▶ **DATA IN THIS EXERCISE**
*** Block opens ***

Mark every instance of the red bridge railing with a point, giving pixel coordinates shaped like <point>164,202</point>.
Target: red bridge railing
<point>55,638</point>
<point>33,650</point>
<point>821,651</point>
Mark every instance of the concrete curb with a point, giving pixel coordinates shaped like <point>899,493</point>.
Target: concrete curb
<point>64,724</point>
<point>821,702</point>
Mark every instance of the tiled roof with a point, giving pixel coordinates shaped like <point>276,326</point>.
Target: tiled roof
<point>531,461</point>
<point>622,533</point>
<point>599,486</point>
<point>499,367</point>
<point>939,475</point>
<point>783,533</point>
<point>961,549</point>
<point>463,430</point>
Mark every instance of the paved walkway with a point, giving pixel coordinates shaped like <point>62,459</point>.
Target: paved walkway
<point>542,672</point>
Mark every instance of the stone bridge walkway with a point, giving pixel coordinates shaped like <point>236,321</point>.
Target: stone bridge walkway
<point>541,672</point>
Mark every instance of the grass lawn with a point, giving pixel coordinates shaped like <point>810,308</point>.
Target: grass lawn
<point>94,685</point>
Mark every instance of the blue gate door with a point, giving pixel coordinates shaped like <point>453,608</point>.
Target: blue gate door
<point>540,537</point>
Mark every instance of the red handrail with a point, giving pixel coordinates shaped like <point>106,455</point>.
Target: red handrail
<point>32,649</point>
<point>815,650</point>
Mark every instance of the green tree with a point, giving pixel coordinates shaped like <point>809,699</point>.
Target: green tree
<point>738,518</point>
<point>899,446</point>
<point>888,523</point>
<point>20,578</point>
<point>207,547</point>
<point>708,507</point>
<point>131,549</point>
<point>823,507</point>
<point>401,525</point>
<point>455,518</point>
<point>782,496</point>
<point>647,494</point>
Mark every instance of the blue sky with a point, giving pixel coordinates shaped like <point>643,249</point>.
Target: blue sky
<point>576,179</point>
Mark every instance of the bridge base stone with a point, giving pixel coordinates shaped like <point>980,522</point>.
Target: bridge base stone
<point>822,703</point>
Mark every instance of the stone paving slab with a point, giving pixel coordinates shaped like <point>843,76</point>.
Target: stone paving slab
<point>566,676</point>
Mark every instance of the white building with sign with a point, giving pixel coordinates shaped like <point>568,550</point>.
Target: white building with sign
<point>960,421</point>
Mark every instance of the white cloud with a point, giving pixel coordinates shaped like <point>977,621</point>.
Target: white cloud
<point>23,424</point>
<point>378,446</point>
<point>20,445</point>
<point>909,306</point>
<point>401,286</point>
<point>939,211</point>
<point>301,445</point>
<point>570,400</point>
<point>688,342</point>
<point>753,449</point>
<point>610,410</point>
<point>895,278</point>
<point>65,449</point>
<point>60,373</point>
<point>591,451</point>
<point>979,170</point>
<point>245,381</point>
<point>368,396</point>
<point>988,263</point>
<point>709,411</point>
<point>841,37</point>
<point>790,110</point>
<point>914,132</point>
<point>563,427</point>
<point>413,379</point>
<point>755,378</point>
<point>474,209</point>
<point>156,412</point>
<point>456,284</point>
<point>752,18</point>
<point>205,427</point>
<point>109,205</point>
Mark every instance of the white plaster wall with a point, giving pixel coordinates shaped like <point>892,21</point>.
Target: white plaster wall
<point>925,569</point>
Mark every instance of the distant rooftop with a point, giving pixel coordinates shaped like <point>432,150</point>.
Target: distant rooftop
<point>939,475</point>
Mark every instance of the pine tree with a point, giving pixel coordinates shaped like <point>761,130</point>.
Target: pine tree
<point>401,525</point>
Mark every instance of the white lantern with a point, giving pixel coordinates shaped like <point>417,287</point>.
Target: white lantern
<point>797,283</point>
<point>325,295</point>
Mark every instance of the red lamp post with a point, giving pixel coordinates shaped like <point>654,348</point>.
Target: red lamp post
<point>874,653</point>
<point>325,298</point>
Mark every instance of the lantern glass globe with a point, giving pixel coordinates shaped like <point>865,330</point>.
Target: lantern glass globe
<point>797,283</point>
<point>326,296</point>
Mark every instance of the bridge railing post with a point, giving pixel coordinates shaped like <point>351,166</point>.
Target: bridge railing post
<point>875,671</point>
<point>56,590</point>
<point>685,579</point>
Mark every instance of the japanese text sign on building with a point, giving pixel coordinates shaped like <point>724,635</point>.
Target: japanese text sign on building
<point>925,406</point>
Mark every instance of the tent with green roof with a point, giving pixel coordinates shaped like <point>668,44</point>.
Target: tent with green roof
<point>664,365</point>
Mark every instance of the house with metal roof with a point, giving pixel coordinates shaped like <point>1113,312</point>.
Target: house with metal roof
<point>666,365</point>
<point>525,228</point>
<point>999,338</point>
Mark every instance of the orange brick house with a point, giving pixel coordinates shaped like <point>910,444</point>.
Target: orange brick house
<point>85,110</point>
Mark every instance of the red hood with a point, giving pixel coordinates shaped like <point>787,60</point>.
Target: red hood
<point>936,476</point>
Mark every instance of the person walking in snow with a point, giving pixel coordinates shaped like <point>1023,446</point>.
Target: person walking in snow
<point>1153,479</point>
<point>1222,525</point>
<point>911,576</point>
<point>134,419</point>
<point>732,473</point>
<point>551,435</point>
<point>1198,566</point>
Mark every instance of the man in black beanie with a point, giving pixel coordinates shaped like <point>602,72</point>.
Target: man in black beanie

*** Block closes ***

▶ **EXERCISE GOAL**
The entries above must be retyped exactly, down to the last character.

▶ **RESULT FOR THIS TASK**
Mark every instance of the red bridge railing with a point, giving pixel coordinates shaped like <point>164,202</point>.
Target: red bridge railing
<point>55,638</point>
<point>33,650</point>
<point>821,651</point>
Mark every instance of the concrete curb with a point, giving pixel coordinates shaped like <point>899,493</point>.
Target: concrete curb
<point>64,724</point>
<point>821,702</point>
Mark every instance of the tiled roof with a point, giving pixel coordinates shaped like <point>276,326</point>.
Target: tiled roof
<point>531,461</point>
<point>622,533</point>
<point>599,486</point>
<point>499,367</point>
<point>939,475</point>
<point>783,533</point>
<point>961,549</point>
<point>463,430</point>
Mark every instance of the paved walkway with a point, giving pixel coordinates shaped like <point>62,459</point>.
Target: paved walkway
<point>542,672</point>
Mark every instance of the stone bridge walkway with a point, giving pixel coordinates shaped like <point>236,321</point>.
Target: stone bridge walkway
<point>541,672</point>
Mark every instance of the grass lawn with a point, giving pixel coordinates shaped like <point>810,308</point>.
Target: grass lawn
<point>94,685</point>
Mark every instance of the blue gate door with a point, giving pixel coordinates shaped like <point>453,608</point>.
Target: blue gate door
<point>540,537</point>
Mark every instance of the red handrail with a point, giving pixel coordinates shaped like <point>106,455</point>.
Target: red handrail
<point>32,649</point>
<point>815,650</point>
Mark every instance of the green tree with a point, giving pixel coordinates shaped like <point>809,699</point>.
Target: green tree
<point>738,518</point>
<point>899,446</point>
<point>888,523</point>
<point>20,578</point>
<point>207,547</point>
<point>708,507</point>
<point>131,549</point>
<point>823,507</point>
<point>401,525</point>
<point>455,518</point>
<point>782,496</point>
<point>647,494</point>
Mark every instance of the blue sky with a point, giving pixel coordinates shaped like <point>643,249</point>.
Target: blue sky
<point>576,179</point>
Mark every instance of the bridge base stone with a point, giving pixel coordinates shaped like <point>980,522</point>.
Target: bridge base stone
<point>822,703</point>
Mark every instance of the stone paving slab with a point, giving pixel coordinates shaped like <point>843,76</point>.
Target: stone paving slab
<point>566,676</point>
Mark every instance of the white building with sign with a point, giving pixel coordinates shaped like <point>568,550</point>.
Target: white building with sign
<point>960,421</point>
Mark every instance of the white cloud with a point, giving pixel coordinates shaped like <point>977,621</point>.
Target: white cloud
<point>23,424</point>
<point>378,446</point>
<point>20,445</point>
<point>909,306</point>
<point>401,286</point>
<point>939,211</point>
<point>301,445</point>
<point>570,400</point>
<point>688,342</point>
<point>753,449</point>
<point>610,410</point>
<point>895,278</point>
<point>65,449</point>
<point>60,373</point>
<point>591,451</point>
<point>979,170</point>
<point>245,381</point>
<point>368,396</point>
<point>988,263</point>
<point>709,411</point>
<point>841,37</point>
<point>790,110</point>
<point>914,132</point>
<point>563,427</point>
<point>413,379</point>
<point>755,378</point>
<point>474,209</point>
<point>156,412</point>
<point>456,284</point>
<point>752,18</point>
<point>205,427</point>
<point>109,205</point>
Mark every instance of the white plaster wall with a point, giving pixel coordinates shaped like <point>892,21</point>.
Target: white plaster wall
<point>925,569</point>
Mark every instance of the distant rooftop with a point, giving pixel coordinates shaped like <point>432,150</point>.
Target: distant rooftop
<point>939,475</point>
Mark every instance of the pine tree with a point, giving pixel coordinates shaped like <point>761,130</point>.
Target: pine tree
<point>401,525</point>
Mark every instance of the white lantern with a point, giving pixel coordinates shaped like <point>417,287</point>.
Target: white lantern
<point>797,283</point>
<point>325,295</point>
Mark every instance of the red lamp post with a point, giving pixel coordinates shaped like <point>654,348</point>.
Target: red lamp post
<point>874,653</point>
<point>325,298</point>
Mark every instance of the lantern glass globe with a point, giving pixel coordinates shaped like <point>865,330</point>.
Target: lantern glass globe
<point>797,283</point>
<point>326,296</point>
Mark every instance of the bridge railing post with a point, giving pixel coordinates shaped like <point>351,166</point>.
Target: bridge railing post
<point>875,671</point>
<point>56,590</point>
<point>685,579</point>
Mark every instance of the japanese text sign on building with a point, giving pixel coordinates shaped like <point>724,635</point>.
Target: japanese text sign on building
<point>925,406</point>
Mark every instance of the tent with green roof with a point, giving pixel coordinates shaped like <point>668,44</point>.
Target: tent with green roof
<point>664,365</point>
Mark every instance of the house with metal roof with a point, giving pixel coordinates shaped like <point>1113,312</point>.
Target: house with metal roof
<point>666,365</point>
<point>525,228</point>
<point>999,338</point>
Mark every instance of the orange brick house with a point, giving pixel coordinates shaped like <point>910,444</point>.
Target: orange brick house
<point>85,110</point>
Mark every instance of the red hood with a point, giving pixel coordinates shaped like <point>787,60</point>.
Target: red hood
<point>936,476</point>
Mark every instance of the person walking in snow with a point, giving pixel coordinates shaped like <point>1023,446</point>.
Target: person walking in snow
<point>1153,479</point>
<point>1222,525</point>
<point>911,576</point>
<point>134,419</point>
<point>732,473</point>
<point>551,435</point>
<point>1198,566</point>
Mark every instance of the man in black beanie with a point, giving pixel coordinates shaped like <point>602,72</point>.
Target: man in black beanie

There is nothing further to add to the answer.